-- SOURCE DATA follows --

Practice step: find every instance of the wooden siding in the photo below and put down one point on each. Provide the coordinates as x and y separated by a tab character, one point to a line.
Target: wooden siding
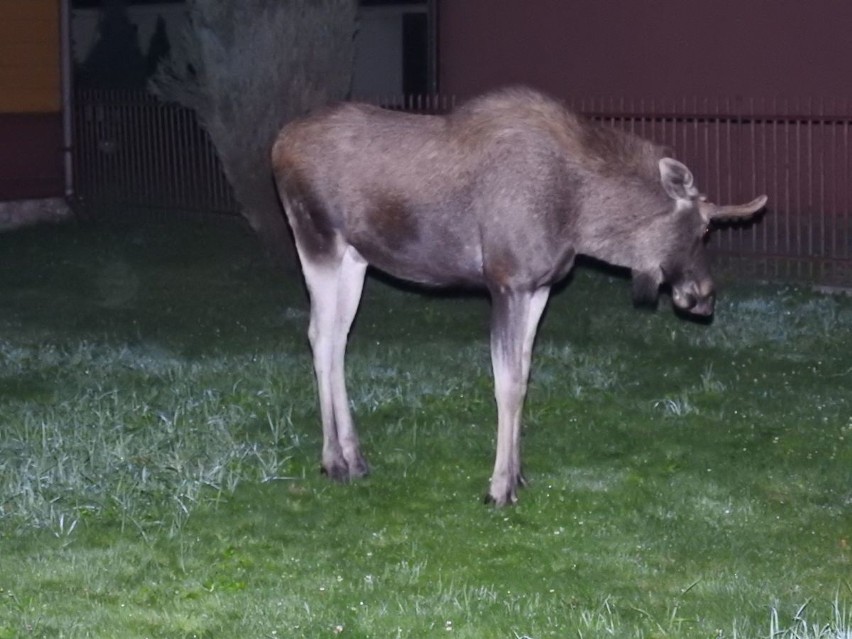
30	65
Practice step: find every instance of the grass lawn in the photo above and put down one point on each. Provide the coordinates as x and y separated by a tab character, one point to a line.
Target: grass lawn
159	456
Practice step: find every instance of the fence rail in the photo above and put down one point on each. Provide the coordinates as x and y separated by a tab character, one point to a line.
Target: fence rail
132	150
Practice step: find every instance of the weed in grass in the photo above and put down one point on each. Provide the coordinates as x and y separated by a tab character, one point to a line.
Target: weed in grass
159	446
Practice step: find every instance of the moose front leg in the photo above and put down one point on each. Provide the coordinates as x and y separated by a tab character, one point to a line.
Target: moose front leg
514	320
335	289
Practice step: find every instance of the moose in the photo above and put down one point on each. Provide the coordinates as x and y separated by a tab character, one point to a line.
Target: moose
501	194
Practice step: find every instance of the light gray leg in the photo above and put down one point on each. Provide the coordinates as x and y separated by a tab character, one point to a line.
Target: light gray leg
335	289
515	318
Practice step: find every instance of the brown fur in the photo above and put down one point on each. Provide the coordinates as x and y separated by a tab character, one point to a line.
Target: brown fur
502	194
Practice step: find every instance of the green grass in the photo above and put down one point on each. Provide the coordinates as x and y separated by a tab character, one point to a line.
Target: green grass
159	454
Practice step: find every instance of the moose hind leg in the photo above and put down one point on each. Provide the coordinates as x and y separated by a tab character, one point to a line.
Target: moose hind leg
349	287
335	290
515	317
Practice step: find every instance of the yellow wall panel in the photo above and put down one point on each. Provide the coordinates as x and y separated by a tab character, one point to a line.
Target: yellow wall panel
30	79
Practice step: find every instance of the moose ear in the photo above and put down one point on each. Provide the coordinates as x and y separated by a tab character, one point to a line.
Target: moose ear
677	179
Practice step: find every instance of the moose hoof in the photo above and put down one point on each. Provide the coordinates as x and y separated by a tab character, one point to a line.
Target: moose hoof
358	468
343	472
336	472
507	498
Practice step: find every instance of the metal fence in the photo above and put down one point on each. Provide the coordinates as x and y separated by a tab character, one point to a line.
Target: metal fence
133	151
798	152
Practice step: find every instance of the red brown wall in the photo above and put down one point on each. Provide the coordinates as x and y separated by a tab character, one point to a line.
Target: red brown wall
648	48
30	100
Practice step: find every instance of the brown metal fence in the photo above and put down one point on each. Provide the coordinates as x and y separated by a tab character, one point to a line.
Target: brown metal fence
797	152
133	151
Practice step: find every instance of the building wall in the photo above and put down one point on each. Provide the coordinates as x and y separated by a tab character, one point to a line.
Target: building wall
85	22
30	100
652	48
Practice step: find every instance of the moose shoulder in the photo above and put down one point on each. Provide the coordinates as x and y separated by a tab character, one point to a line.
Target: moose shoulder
502	194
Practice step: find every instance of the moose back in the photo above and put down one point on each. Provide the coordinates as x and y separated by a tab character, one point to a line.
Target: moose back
502	194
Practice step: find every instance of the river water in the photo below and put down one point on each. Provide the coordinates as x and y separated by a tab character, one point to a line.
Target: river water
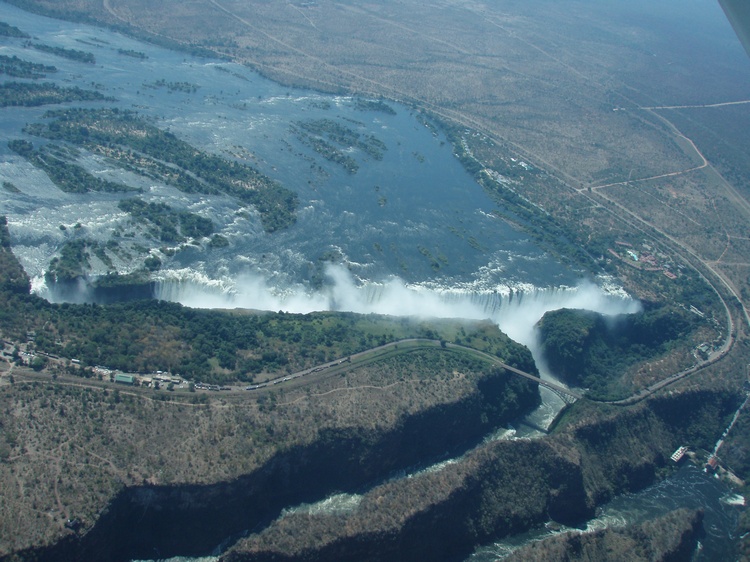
410	234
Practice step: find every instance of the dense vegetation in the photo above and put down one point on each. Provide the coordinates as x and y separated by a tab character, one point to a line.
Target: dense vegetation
333	140
143	148
36	94
589	350
374	105
19	68
69	177
209	345
166	224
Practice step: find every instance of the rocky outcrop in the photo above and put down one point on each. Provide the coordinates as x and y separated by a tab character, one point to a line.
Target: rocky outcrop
671	538
164	521
498	489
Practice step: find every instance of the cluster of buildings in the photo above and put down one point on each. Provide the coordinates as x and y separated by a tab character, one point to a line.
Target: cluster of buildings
646	258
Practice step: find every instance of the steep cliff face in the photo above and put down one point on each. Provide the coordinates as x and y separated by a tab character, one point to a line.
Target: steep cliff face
496	490
191	519
593	351
671	538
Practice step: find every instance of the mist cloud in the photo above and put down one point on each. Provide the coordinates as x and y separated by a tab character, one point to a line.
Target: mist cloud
515	313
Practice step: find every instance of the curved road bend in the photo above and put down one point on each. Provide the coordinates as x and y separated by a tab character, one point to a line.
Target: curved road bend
416	343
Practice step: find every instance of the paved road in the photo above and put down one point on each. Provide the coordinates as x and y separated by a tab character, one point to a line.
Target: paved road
358	359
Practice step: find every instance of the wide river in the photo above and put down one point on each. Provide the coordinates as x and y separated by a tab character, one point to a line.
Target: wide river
409	234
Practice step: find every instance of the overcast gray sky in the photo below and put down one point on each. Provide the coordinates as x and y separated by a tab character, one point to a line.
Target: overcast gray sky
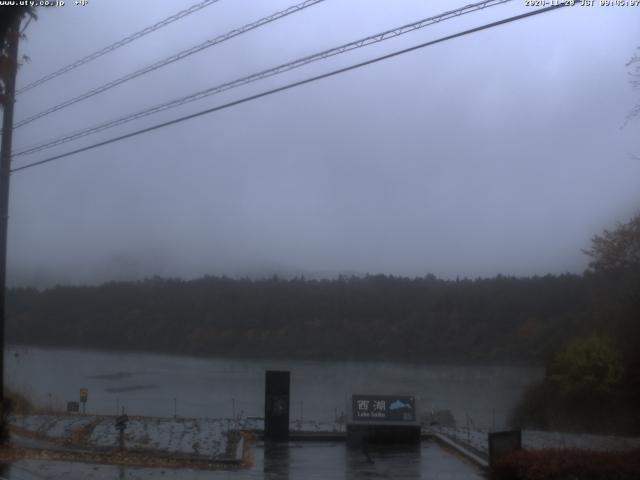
499	152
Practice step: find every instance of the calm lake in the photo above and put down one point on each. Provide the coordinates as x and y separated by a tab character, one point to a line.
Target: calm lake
159	385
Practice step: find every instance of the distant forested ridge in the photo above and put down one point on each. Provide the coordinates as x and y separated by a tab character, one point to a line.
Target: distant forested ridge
376	317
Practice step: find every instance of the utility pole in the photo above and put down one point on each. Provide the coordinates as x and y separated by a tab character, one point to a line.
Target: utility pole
13	36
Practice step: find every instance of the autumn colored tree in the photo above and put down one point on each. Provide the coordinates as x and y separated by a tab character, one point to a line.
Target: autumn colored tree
589	366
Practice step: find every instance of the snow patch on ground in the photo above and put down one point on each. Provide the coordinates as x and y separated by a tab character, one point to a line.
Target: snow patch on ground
188	436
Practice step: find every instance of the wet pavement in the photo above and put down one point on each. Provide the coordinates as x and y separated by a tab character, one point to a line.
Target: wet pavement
292	461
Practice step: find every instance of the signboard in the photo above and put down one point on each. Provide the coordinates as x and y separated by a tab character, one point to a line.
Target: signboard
386	408
502	443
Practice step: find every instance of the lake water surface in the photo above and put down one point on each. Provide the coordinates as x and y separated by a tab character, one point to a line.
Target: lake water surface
155	384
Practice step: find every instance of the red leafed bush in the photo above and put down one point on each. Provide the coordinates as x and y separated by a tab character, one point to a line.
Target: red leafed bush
569	464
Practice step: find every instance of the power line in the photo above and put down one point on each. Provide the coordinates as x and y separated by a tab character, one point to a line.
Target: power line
378	37
173	58
292	85
118	44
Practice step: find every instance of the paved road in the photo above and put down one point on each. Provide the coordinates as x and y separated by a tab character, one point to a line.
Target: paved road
292	461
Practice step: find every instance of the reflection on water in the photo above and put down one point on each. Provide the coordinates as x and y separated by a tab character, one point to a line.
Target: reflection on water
292	461
151	384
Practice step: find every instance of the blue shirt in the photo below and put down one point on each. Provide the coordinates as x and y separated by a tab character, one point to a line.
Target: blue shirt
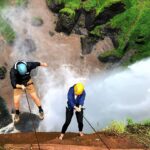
72	101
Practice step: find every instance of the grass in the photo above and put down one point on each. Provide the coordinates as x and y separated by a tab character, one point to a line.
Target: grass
134	29
116	127
5	28
21	2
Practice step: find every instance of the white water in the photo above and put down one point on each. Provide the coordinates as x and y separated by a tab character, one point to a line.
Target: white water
114	95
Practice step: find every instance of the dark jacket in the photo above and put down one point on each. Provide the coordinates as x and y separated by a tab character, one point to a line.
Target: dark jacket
75	102
16	78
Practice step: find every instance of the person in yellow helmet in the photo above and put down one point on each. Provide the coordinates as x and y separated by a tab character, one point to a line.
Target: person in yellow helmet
76	97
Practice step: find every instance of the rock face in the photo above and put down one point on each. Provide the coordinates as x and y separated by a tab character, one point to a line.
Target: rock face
109	13
55	6
5	117
37	21
66	22
28	46
110	59
3	72
84	22
87	44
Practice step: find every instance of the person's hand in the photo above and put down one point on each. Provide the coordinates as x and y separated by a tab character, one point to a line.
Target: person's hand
20	86
44	64
23	87
77	109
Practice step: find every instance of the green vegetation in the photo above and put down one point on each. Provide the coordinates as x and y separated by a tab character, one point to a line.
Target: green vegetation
133	24
134	29
5	28
116	127
6	31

-- SOURCE DATA concluded --

AIM OF THE TASK: Set down exactly, and only, the lines from the one with "Practice step: find every instance of the rock face" to the final line of the data.

OUTPUT FOR THIS TASK:
Practice step: find every instance of the rock face in the photo above and put down one point on each. Provide the coordinates as x and y separated by a tab character, one point to a line.
Target: rock face
109	13
55	6
5	117
37	21
66	22
28	46
110	59
3	72
84	22
87	44
Practice step: find every instance of the person's hand in the photo above and put down one point on each. Provide the coordinates as x and y separated by a tab character, one point to a line.
Target: person's hand
20	86
44	64
23	87
77	109
Practice step: find every instance of the green vegetation in the photo above and put down one point on each. Provide the coordinates as x and y separated by a tab character, one point to a line.
Target: green vegetation
133	24
134	29
5	28
116	127
6	31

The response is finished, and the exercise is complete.